= DATA RECORDS =
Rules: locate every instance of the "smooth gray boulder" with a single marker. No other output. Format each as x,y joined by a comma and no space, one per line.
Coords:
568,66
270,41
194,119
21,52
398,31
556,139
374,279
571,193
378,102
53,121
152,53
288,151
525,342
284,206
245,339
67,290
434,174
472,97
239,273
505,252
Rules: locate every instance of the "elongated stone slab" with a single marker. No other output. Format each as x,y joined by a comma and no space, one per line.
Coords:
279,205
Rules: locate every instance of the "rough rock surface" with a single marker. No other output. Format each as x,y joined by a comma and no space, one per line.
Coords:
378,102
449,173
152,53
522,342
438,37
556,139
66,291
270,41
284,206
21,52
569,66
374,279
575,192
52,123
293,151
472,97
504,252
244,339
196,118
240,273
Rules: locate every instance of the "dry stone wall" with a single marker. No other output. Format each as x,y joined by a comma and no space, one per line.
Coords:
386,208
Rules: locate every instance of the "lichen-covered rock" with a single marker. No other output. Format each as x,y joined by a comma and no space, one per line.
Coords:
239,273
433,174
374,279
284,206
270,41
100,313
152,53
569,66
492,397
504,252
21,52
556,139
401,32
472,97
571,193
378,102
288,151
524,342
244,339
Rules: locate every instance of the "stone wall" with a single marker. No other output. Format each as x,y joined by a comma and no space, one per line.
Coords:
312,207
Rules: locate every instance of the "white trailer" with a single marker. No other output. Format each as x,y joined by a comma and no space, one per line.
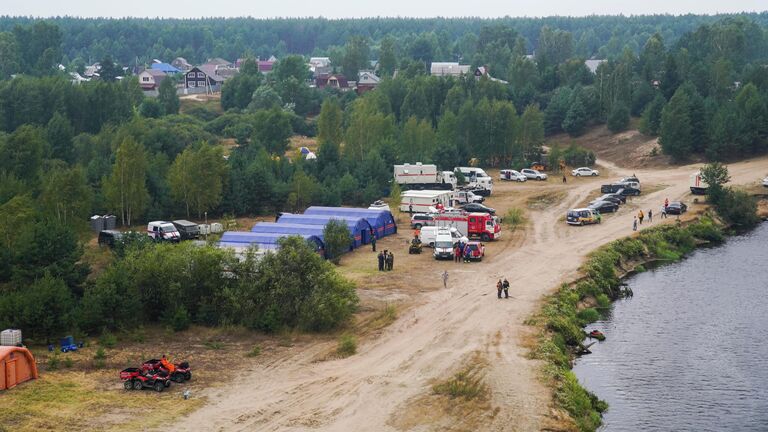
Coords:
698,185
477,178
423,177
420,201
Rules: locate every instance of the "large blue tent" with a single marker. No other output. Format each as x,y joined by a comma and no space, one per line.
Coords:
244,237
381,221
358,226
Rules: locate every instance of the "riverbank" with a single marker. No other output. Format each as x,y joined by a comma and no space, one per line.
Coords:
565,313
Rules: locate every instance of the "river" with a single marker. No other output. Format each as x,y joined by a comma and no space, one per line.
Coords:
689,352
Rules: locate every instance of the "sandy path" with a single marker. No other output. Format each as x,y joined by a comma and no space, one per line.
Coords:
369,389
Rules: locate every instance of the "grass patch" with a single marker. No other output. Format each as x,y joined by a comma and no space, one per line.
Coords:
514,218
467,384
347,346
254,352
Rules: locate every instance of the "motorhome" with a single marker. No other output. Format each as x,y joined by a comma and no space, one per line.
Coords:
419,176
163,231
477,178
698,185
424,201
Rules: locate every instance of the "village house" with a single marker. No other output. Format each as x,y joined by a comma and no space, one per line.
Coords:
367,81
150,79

==

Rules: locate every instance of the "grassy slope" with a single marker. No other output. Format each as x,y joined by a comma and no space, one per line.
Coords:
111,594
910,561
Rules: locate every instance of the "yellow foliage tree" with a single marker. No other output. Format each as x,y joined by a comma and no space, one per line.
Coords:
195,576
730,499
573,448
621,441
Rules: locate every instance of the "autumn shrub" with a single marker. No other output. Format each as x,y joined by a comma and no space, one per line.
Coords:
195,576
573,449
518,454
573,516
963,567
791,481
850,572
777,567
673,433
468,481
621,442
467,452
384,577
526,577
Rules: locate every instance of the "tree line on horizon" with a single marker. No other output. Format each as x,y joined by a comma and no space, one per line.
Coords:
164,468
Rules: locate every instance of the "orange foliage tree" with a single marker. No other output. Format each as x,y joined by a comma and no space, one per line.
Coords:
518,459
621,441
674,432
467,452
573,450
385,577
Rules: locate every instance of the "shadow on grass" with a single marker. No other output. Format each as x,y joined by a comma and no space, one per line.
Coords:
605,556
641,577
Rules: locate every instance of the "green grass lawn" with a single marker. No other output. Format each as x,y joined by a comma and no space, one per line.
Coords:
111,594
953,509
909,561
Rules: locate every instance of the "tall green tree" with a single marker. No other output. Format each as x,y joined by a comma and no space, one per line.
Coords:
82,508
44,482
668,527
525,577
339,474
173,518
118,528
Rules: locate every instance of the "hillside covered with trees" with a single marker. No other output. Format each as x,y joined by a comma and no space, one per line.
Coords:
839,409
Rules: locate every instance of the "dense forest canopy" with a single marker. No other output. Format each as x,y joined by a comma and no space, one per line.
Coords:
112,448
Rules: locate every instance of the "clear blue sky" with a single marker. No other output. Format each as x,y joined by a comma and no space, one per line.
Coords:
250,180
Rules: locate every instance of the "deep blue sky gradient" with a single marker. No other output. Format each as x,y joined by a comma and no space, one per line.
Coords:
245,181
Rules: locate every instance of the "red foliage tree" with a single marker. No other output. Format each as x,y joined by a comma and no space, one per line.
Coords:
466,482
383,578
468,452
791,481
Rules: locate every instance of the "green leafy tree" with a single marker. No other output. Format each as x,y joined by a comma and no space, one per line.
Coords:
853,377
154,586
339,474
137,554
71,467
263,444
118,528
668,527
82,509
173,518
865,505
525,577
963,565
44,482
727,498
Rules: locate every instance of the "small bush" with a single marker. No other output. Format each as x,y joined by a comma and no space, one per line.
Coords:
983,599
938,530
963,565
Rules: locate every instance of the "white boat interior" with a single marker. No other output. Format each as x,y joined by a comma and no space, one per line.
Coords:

==

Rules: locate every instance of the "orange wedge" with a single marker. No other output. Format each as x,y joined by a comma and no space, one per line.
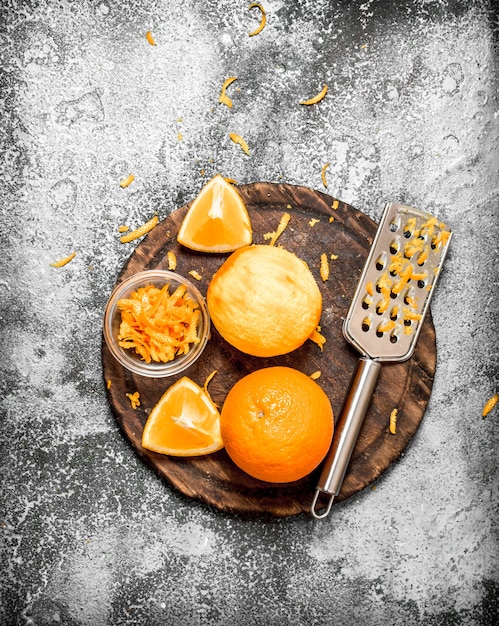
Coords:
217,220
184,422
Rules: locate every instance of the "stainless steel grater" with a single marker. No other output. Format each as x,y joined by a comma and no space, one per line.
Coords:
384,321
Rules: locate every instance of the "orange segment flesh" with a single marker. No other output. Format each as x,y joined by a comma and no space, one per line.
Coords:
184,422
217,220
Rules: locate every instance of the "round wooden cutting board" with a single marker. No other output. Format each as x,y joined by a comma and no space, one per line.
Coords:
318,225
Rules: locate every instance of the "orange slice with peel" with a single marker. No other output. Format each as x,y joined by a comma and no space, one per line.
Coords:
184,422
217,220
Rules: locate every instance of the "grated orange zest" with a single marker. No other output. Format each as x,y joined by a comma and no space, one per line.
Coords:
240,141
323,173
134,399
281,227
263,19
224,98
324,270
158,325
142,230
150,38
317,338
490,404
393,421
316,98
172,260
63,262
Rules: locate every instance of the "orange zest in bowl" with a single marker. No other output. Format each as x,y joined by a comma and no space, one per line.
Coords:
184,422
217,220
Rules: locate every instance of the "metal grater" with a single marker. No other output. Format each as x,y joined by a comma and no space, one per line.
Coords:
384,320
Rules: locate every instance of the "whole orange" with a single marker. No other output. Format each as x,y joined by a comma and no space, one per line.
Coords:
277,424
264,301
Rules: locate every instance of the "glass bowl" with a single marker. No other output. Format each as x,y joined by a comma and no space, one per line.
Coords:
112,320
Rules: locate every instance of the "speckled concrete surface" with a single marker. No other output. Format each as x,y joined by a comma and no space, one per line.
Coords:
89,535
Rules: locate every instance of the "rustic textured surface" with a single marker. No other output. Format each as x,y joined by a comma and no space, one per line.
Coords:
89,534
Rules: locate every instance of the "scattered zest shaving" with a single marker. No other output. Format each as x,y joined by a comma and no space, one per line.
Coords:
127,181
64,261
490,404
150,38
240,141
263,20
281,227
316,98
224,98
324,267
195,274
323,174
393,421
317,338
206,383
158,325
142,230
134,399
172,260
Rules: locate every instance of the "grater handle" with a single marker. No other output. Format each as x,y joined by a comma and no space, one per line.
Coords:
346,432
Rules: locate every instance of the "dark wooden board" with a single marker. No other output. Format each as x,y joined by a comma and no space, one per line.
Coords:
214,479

= GOAL OF THE EXERCISE =
Go through the data above and copy out every line that contains the word "rock".

= EXERCISE OUTPUT =
Rules: locate every instance of the "rough rock surface" with a single marker. No other output. Format each as x,y joined by a comma and no space, one per line.
Rules: locate every instance of the "lichen-covered rock" with a single marker. No other output. Format each as x,y joined by a comma and no space, one per line.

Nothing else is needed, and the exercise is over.